Provided data -
-=-=-=-=-

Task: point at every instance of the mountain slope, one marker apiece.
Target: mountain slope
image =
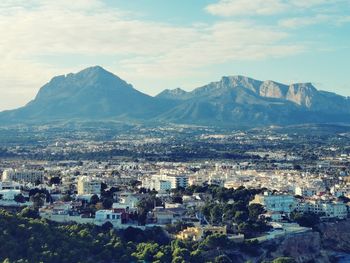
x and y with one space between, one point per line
96 94
239 100
93 93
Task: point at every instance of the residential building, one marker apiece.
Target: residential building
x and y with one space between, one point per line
23 175
89 185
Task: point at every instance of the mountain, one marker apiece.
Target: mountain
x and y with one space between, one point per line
92 93
173 94
239 100
96 94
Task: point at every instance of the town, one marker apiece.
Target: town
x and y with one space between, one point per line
246 185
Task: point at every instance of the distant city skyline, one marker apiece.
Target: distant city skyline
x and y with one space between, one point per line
157 45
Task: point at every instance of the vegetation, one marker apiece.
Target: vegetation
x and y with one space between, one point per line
26 238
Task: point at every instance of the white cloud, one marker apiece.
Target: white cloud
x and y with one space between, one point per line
229 8
31 30
297 22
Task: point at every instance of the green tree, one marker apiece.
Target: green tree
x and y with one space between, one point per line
19 198
255 210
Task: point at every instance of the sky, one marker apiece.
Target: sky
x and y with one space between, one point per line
159 44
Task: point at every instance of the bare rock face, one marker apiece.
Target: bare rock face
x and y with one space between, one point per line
271 89
304 247
302 94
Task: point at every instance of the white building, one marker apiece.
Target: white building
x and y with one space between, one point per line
164 182
23 175
10 185
103 216
305 191
89 185
9 195
326 209
276 202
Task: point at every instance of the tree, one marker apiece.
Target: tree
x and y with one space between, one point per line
107 226
94 199
255 210
66 198
19 198
240 217
38 200
216 214
222 259
55 180
29 213
107 203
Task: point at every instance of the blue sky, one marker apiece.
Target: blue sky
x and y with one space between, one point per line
158 44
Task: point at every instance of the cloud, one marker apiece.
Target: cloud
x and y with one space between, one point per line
33 30
298 22
227 8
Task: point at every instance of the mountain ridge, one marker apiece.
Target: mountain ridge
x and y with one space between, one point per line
95 93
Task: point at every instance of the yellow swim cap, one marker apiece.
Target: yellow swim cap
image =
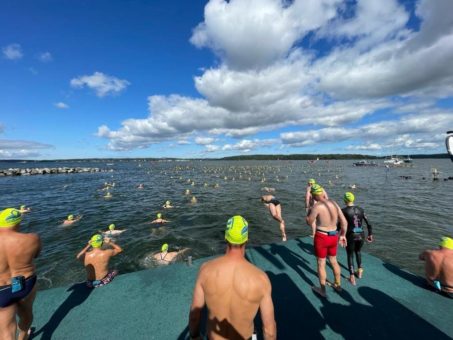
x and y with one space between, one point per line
446 242
316 189
10 217
349 197
96 241
237 230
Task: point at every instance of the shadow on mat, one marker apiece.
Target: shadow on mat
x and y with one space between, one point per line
79 293
386 318
414 279
295 316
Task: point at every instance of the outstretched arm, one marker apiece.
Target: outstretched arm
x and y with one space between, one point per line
267 313
198 303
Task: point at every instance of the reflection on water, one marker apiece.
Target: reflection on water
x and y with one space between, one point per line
408 213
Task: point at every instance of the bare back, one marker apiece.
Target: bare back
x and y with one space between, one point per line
17 251
233 291
96 263
327 214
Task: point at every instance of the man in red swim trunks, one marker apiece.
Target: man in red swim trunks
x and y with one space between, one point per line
326 213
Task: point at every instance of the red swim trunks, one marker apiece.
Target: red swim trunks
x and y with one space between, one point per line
325 245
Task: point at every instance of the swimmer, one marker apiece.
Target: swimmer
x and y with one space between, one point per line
309 202
17 275
71 219
159 219
24 209
167 205
355 234
165 257
326 214
275 210
96 261
439 267
112 231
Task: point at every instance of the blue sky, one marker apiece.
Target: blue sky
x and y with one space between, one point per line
216 78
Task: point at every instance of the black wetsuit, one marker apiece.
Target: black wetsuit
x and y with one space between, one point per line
355 234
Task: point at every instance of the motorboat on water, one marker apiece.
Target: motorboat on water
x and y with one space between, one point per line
365 163
394 161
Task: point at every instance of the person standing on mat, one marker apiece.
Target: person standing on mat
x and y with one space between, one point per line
17 275
355 235
233 290
326 214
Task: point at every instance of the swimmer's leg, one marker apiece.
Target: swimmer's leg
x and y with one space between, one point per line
350 252
8 324
336 272
276 212
321 290
25 313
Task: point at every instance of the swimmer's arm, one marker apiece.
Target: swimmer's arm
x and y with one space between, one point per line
311 217
198 303
267 313
82 252
116 248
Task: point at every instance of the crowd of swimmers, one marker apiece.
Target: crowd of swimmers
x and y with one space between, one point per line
244 288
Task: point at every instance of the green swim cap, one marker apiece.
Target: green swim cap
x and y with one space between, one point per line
446 242
316 189
10 217
96 241
237 230
349 197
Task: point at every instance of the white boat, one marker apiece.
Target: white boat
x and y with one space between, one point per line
394 161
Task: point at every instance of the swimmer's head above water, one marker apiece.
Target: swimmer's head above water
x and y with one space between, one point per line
446 242
348 197
10 217
316 190
96 241
237 230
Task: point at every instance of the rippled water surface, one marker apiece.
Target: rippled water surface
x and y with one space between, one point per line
408 215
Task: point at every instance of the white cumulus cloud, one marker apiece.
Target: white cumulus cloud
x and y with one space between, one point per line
101 83
12 52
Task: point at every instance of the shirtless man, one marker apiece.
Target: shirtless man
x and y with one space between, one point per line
233 289
309 202
165 257
17 275
96 261
326 213
439 267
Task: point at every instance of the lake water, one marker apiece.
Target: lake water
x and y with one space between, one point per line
408 215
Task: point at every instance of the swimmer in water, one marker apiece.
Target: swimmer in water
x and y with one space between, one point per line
159 219
24 209
167 205
71 219
165 257
275 210
355 234
112 232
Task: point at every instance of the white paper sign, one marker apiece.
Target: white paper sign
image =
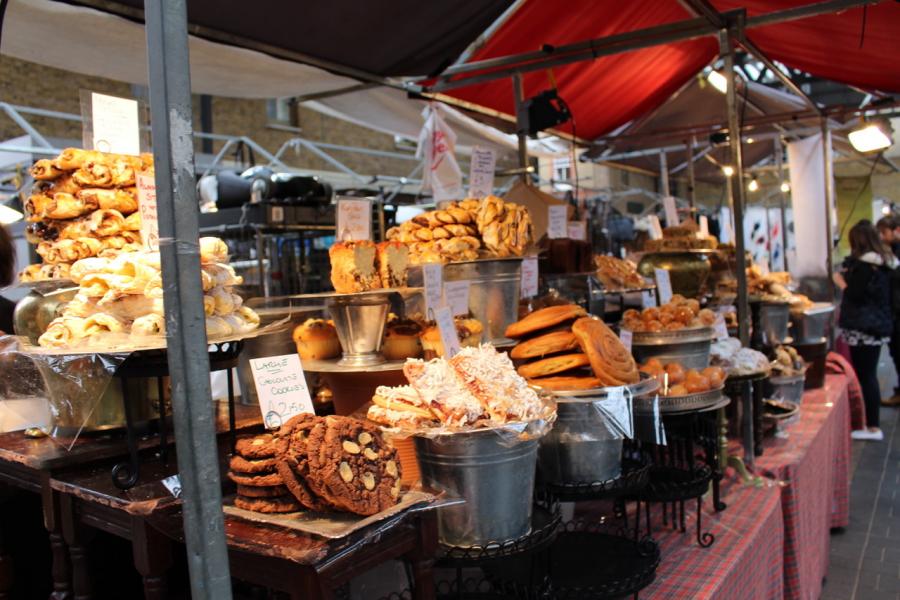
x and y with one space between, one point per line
456 297
449 337
655 228
354 220
433 275
146 187
704 226
626 335
173 484
671 211
663 285
557 221
577 230
281 388
720 327
529 285
115 124
481 172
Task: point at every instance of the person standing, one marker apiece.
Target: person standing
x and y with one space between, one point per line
866 314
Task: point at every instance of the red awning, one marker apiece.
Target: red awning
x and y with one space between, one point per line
610 91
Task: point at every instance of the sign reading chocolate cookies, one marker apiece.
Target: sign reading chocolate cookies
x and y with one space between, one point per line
281 387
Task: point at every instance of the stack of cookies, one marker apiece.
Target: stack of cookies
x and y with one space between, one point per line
259 486
317 463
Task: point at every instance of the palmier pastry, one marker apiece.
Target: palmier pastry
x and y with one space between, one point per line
544 318
611 362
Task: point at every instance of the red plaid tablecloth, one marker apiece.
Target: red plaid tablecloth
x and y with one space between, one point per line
745 559
814 464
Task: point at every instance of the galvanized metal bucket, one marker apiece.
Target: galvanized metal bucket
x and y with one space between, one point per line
689 347
492 472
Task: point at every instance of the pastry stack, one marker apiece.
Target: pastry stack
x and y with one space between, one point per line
466 230
83 204
364 266
319 464
560 348
477 388
124 295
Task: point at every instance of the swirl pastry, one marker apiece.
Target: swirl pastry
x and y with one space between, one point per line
611 362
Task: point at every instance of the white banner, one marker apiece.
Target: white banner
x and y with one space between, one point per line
809 200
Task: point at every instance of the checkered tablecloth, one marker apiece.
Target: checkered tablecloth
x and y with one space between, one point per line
813 462
743 562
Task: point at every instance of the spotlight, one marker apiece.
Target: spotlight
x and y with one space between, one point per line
718 81
871 137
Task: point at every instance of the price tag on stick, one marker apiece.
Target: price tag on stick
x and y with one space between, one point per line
529 286
354 220
663 285
281 388
447 328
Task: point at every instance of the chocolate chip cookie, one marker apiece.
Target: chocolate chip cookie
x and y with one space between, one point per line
278 504
263 492
292 464
256 447
359 472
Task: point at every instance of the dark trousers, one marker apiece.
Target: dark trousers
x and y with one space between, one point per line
865 363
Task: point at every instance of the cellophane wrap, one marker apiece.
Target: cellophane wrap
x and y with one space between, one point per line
55 392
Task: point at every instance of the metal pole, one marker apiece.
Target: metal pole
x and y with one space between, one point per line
782 199
726 49
521 130
829 203
664 174
195 429
692 192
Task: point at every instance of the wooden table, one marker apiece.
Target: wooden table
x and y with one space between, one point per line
29 464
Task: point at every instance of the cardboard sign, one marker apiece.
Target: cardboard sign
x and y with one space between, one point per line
146 187
577 230
655 228
529 284
449 337
663 285
281 388
481 172
433 277
115 124
354 220
173 484
671 211
557 221
626 336
456 297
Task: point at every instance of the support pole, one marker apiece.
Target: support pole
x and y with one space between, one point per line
726 49
829 204
692 182
782 199
521 129
195 431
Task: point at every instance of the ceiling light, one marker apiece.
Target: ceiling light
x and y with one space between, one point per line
718 81
871 137
9 215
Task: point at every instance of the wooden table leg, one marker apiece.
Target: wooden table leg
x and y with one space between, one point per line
74 535
152 557
61 571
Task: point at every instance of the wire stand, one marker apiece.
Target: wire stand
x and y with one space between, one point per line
153 364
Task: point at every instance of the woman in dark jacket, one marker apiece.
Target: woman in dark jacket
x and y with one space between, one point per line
866 314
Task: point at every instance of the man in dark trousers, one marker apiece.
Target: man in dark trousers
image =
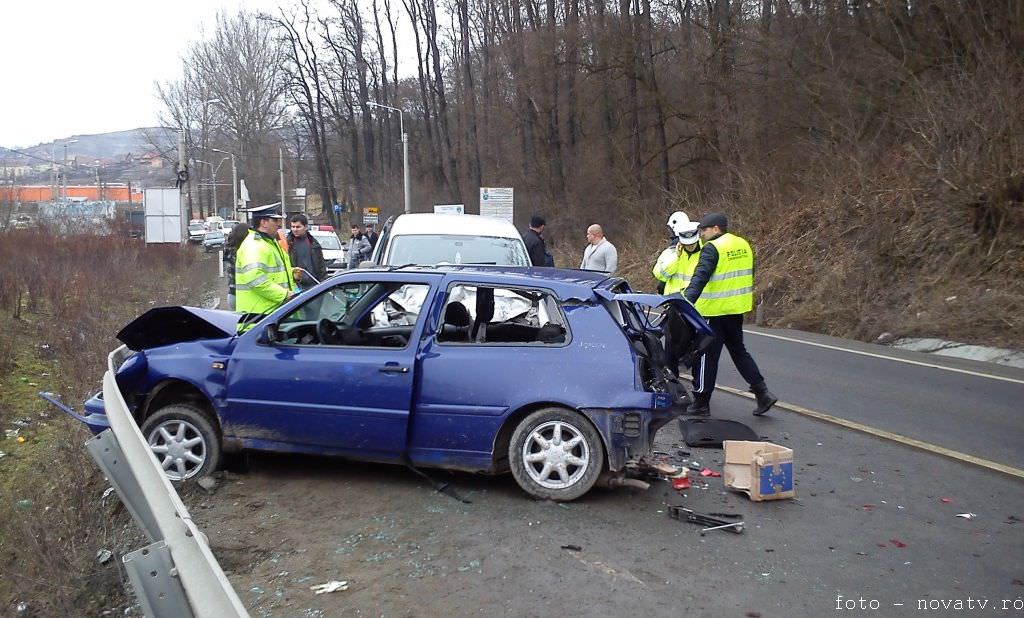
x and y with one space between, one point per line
305 253
372 235
535 243
722 290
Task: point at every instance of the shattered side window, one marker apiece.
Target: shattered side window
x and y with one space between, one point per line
502 315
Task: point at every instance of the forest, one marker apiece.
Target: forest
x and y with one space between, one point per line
871 151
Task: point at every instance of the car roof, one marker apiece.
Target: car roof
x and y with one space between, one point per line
437 223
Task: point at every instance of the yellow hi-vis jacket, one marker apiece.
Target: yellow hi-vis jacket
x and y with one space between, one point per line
675 267
730 289
262 275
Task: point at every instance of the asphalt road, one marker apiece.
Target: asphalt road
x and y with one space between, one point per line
873 523
969 406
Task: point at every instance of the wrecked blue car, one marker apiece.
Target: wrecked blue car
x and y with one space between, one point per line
558 377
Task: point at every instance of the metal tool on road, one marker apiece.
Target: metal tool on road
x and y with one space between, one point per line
678 513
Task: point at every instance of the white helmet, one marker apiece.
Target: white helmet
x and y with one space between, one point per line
685 229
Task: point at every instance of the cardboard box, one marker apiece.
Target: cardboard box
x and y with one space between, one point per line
762 470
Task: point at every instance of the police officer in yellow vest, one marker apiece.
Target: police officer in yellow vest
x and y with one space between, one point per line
676 264
262 270
722 290
673 270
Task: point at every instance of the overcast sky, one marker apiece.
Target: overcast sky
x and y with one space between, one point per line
73 67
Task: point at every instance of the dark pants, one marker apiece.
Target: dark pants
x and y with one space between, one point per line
729 333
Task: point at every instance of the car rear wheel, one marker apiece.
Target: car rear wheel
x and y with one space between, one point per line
556 454
183 440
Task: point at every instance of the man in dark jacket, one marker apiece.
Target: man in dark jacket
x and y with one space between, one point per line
305 253
722 290
535 243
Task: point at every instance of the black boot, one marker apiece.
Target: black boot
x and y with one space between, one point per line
700 405
765 398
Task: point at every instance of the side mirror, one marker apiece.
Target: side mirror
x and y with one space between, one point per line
270 335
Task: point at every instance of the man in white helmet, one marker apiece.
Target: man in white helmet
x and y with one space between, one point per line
673 270
676 264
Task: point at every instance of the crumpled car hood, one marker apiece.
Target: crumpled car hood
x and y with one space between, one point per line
166 325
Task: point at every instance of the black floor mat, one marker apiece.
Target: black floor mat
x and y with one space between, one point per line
711 432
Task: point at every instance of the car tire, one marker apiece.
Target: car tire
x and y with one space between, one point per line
184 441
544 462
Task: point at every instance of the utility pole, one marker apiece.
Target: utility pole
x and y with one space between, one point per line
281 171
53 175
404 149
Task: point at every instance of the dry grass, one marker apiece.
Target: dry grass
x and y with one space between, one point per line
64 300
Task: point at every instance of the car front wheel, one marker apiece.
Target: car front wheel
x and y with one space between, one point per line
183 440
556 454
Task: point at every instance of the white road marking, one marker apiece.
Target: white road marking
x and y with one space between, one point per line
883 356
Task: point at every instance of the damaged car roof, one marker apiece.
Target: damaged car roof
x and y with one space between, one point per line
165 325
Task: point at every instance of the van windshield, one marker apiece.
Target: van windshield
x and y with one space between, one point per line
455 249
328 240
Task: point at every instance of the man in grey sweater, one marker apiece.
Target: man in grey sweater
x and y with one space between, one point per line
600 254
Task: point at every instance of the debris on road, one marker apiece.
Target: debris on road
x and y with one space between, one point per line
678 513
209 484
761 470
330 586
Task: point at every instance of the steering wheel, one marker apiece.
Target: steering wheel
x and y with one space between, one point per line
328 332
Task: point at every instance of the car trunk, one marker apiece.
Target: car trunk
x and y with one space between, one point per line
652 323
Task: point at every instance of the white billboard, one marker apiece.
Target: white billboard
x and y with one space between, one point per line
165 219
497 202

-=-=-=-=-

Written exercise - Produce an exact copy of the lines from the one containing "Task: point at every instance of the man in grey" through the last line, and of nothing else.

Written response -
Task: point at every instance of the man in grey sweater, one marker apiece.
Target: man in grey sweater
x and y with one space between, one point per line
600 254
Task: point at every instance of the debris on road, one marker apiece.
Target: debris on road
x and y with one space between, one point per line
678 513
209 484
761 470
330 586
Task: point at every instance of the steering wheel, one marker apiece.
Target: steering wheel
x and y with one space between, one point per line
328 332
Task: point at every instance of the car trunk, one marker apiece.
Target: car trunk
x and y with one space between, one point per line
652 323
Task: point at every instance of the white billboard, one marker apiece.
Target: white billboard
x and y with one space between, one point per line
165 219
497 202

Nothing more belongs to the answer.